### Goal of the exercise
Return, character for character, the lines from the one bearing "photo and report the pixel coordinates." through the end of the material. Omit everything before that line.

#### Provided records

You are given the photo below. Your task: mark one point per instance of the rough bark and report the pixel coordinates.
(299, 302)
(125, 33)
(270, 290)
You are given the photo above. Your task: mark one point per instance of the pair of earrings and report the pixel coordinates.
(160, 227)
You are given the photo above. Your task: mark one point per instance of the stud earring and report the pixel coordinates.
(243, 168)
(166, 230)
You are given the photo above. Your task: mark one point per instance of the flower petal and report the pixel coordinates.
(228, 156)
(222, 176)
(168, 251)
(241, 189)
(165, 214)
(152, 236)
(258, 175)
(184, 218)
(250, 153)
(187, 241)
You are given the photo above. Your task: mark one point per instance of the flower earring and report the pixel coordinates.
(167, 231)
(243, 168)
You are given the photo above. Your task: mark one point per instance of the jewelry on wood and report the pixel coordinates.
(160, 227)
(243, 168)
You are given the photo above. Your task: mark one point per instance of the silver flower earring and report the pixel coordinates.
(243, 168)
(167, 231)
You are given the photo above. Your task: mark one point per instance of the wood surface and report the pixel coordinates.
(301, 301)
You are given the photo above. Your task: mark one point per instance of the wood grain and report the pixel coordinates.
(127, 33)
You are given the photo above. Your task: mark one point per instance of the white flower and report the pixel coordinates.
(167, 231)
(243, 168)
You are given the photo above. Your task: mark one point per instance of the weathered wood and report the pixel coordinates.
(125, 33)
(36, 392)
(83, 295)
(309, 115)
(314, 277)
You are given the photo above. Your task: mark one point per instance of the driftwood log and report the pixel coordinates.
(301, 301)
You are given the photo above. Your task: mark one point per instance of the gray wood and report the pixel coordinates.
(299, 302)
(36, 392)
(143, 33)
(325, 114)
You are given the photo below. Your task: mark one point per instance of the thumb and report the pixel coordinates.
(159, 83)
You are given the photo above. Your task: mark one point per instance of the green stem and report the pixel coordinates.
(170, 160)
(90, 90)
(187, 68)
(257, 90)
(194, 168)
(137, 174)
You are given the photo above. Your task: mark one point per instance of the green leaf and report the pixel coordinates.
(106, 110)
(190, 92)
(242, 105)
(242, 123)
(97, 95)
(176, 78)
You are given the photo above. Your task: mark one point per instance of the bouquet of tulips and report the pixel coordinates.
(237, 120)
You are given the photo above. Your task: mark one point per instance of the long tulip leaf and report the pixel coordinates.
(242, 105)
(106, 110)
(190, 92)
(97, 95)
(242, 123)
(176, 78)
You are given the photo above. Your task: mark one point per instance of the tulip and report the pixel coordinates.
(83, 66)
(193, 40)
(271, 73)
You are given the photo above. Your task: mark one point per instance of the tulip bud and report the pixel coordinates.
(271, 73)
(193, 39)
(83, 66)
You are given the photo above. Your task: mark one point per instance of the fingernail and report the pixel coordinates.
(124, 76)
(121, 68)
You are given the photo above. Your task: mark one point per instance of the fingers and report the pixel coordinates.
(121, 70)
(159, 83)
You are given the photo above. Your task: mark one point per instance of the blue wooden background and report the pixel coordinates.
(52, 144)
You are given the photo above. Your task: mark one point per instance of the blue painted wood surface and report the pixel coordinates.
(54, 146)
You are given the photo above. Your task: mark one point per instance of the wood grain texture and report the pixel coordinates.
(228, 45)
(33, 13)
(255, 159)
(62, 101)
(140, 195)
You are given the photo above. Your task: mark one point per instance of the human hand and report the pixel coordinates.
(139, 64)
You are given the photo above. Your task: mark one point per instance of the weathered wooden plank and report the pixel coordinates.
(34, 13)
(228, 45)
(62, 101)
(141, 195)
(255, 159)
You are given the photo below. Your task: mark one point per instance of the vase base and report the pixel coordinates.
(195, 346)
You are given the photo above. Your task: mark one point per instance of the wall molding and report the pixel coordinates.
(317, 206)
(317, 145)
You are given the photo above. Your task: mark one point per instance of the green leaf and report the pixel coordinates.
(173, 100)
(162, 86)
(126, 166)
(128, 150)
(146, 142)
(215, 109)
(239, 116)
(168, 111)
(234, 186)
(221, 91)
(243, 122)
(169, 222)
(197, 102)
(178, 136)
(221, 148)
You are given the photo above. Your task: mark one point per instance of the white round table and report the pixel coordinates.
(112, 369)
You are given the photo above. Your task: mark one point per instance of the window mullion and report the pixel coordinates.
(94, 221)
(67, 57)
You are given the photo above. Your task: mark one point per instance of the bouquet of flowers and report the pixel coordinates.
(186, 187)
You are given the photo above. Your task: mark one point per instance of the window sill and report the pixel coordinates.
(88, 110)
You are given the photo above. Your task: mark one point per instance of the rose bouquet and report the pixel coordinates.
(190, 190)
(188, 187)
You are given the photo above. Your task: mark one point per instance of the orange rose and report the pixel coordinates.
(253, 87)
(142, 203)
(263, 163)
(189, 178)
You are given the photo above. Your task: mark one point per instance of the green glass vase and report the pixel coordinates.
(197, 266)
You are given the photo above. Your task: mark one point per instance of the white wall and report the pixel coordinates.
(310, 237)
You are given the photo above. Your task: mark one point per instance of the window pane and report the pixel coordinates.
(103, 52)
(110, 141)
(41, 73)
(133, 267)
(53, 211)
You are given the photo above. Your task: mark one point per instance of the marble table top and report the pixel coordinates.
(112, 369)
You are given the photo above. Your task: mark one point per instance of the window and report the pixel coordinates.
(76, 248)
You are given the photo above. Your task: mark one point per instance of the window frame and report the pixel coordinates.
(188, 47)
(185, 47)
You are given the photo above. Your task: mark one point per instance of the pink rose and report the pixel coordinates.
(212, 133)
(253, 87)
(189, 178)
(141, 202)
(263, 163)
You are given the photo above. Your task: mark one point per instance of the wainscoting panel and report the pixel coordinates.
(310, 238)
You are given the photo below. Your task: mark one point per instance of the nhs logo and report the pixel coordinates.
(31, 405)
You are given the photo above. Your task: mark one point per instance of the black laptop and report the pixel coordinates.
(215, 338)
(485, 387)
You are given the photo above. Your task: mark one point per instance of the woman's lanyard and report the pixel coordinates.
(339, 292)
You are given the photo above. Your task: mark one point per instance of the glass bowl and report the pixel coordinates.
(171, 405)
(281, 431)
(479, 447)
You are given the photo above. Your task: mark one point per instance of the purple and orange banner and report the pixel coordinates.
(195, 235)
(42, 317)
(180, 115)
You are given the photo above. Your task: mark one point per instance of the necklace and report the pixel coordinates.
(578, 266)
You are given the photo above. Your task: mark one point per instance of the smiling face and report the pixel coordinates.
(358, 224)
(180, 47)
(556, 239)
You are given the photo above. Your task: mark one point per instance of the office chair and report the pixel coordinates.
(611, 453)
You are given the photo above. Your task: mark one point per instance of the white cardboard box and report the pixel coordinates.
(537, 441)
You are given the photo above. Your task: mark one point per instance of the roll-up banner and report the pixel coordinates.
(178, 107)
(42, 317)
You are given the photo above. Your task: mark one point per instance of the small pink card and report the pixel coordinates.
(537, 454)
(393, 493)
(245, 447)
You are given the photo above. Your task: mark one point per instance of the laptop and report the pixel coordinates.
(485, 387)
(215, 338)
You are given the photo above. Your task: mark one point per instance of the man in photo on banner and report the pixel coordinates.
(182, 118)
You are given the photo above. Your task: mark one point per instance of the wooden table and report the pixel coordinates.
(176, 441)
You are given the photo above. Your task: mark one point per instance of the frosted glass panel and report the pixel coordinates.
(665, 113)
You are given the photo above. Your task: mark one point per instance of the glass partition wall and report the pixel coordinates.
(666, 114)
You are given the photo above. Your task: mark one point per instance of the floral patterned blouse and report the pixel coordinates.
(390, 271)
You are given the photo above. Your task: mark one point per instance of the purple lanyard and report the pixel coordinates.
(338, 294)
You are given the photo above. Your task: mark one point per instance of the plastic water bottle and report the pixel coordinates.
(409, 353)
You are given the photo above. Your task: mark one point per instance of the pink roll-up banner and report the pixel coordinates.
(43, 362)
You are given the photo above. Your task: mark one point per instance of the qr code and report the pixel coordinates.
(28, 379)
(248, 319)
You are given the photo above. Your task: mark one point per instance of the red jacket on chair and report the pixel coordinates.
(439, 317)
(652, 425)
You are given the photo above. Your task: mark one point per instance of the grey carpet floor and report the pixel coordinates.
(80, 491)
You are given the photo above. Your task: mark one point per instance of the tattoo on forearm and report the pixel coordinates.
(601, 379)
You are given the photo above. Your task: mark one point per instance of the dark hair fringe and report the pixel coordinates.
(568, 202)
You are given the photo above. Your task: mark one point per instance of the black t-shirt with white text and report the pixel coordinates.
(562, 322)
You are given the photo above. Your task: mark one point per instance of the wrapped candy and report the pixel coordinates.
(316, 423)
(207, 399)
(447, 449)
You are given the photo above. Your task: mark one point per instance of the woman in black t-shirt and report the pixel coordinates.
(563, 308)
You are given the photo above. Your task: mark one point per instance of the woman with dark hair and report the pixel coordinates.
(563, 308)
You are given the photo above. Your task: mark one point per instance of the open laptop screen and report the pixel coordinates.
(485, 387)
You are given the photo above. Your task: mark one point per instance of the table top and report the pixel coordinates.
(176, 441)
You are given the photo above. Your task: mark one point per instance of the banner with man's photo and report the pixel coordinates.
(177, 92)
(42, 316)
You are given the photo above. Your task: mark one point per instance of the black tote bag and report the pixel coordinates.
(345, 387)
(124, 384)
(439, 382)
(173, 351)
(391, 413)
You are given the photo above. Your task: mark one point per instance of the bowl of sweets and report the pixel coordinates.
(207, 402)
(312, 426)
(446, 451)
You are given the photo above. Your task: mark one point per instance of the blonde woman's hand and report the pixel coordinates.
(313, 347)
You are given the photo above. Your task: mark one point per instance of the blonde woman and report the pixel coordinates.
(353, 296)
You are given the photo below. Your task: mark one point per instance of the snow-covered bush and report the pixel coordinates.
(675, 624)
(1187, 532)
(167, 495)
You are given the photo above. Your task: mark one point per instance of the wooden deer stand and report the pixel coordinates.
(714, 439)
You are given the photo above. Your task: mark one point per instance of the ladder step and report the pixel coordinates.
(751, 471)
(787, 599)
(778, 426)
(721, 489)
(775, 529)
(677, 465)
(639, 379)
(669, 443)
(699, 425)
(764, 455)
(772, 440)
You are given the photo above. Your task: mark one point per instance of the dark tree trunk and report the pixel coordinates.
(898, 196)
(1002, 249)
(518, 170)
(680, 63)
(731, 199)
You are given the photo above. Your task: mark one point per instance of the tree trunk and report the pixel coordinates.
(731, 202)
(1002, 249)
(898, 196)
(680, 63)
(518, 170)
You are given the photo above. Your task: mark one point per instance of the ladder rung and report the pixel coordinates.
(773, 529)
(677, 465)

########

### Right answer
You are given the photo above. Your task: mark one point per instance of the banner with man's photo and report the pixel coordinates.
(177, 92)
(42, 316)
You are given the photo above. Your task: mark one point per instance of the black tote bag and report the pixel coordinates.
(345, 387)
(124, 384)
(439, 382)
(173, 351)
(391, 413)
You are given the photo above. Your task: mark one point per instance of the bowl of sweets and report the pixel coordinates.
(207, 402)
(312, 426)
(446, 451)
You are given the photo above. Your task: mark one point per instance of the blonde woman's hand and report the pixel coordinates.
(313, 347)
You are given the photo above. Your task: mark one point per instance of the blonde woman and report the pixel coordinates.
(353, 296)
You are given the photo below. Your task: mark one point per instance of the snow-covered bush and report the pixel coordinates.
(675, 624)
(1187, 532)
(167, 495)
You are given the photo above. Your task: mark one point per instance of the wooden deer stand and report the pixel coordinates.
(714, 439)
You are given the photo above. Your task: mark one point per instance of the ladder step and report the pixel coordinates.
(751, 471)
(787, 599)
(778, 426)
(721, 489)
(775, 529)
(677, 465)
(639, 379)
(669, 443)
(699, 425)
(764, 455)
(772, 440)
You are given the photo above. Your task: mark one point per instance of the dark tree trunk and report the pixel coordinates.
(898, 196)
(1002, 249)
(518, 170)
(680, 63)
(731, 199)
You are given the photo above. Your task: mark one point per instance of the tree trunk and report the pixel coordinates.
(731, 202)
(1002, 249)
(898, 196)
(680, 63)
(518, 170)
You are given the photo above. Your task: mark one point per instance of the ladder rung and report the pixel coordinates.
(773, 529)
(677, 465)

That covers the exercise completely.